- [WHAT THE TASK REQUIRES] Omit every picture and output the rest of the records exactly as they are.

(Collection entries)
◇ ◇ ◇ ◇ ◇ ◇ ◇

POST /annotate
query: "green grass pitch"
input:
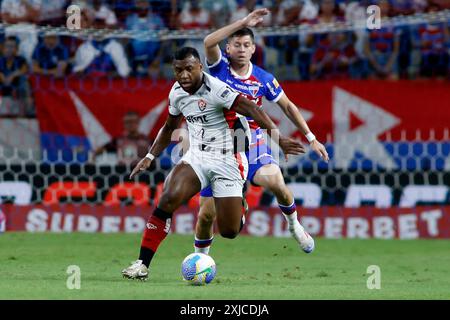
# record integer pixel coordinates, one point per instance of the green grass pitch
(33, 266)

◇ ◇ ◇ ◇ ◇ ◇ ◇

- [SOLUTION TO THIS EXERCISE]
POST /annotate
query: "green grass pitch"
input:
# record integer pixel coordinates, one point per instance of the green grass pitch
(33, 266)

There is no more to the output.